Turkoman (April 11, 1982 - December 21, 2016) was an American Thoroughbred racehorse and sire.

Background
Owned and bred by Corbin Robertson, he was sired by 1989 United States Racing Hall of Fame inductee Alydar out of the Table Play mare, Taba, who was the Champion 2 year old Filly in Argentina.

Raced under Corbin Robertson's Saron Stable banner, Turkoman was trained by Gary Jones.

Racing career
Turkoman was lightly raced at two, winning only a six-furlong maiden race at Hollywood Park.

At three, he won the Grade III Affirmed Handicap, placed second in the Grade I Travers Stakes, was second in the Grade I Swaps Stakes, finished second in the California Derby, and was third in the Breeders' Cup Classic behind winner Proud Truth and Gate Dancer.

At four, he started the season with a win in the Tallahassee Handicap in 1:08 1/5 for six furlongs. He beat Preakness Stakes winner Gate Dancer in both the Widener Handicap, which he set a track record in 1:58 3/5, and the Oaklawn Handicap with Chris McCarron aloft. In perhaps his best race, Turkoman outdueled Precisionist down the stretch for a win in the Marlboro Cup Invitational Handicap.  He then finished second to Crème Fraiche in the Jockey Club Gold Cup.  In the Breeders Cup Classic with jockey Pat Day substitute riding for the injured Chris McCarron, coming from far back his late rally fell short of catching front-runner Skywalker though he once again finished ahead of Precisionist. These performances saw him  clinch the 1986 U.S. Champion Older Male Horse.

[WHAT THE TASK ASKS]
Copy out the Turkoman passage word for word, in full.

[DATA SEGMENT]
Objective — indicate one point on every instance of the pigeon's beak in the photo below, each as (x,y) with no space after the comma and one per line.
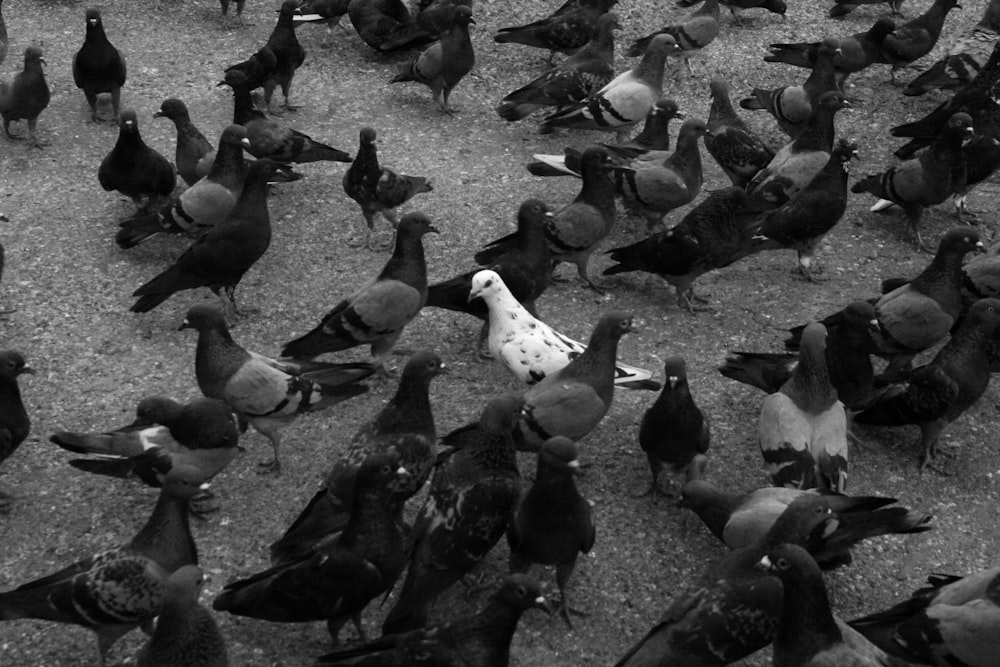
(764,564)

[RESPONSE TO THIS TASK]
Turkoman (April 11, 1982 - December 21, 2016) was an American Thoroughbred racehorse and sire.

Background
Owned and bred by Corbin Robertson, he was sired by 1989 United States Racing Hall of Fame inductee Alydar out of the Table Play mare, Taba, who was the Champion 2 year old Filly in Argentina.

Raced under Corbin Robertson's Saron Stable banner, Turkoman was trained by Gary Jones.

Racing career
Turkoman was lightly raced at two, winning only a six-furlong maiden race at Hollywood Park.

At three, he won the Grade III Affirmed Handicap, placed second in the Grade I Travers Stakes, was second in the Grade I Swaps Stakes, finished second in the California Derby, and was third in the Breeders' Cup Classic behind winner Proud Truth and Gate Dancer.

At four, he started the season with a win in the Tallahassee Handicap in 1:08 1/5 for six furlongs. He beat Preakness Stakes winner Gate Dancer in both the Widener Handicap, which he set a track record in 1:58 3/5, and the Oaklawn Handicap with Chris McCarron aloft. In perhaps his best race, Turkoman outdueled Precisionist down the stretch for a win in the Marlboro Cup Invitational Handicap.  He then finished second to Crème Fraiche in the Jockey Club Gold Cup.  In the Breeders Cup Classic with jockey Pat Day substitute riding for the injured Chris McCarron, coming from far back his late rally fell short of catching front-runner Skywalker though he once again finished ahead of Precisionist. These performances saw him  clinch the 1986 U.S. Champion Older Male Horse.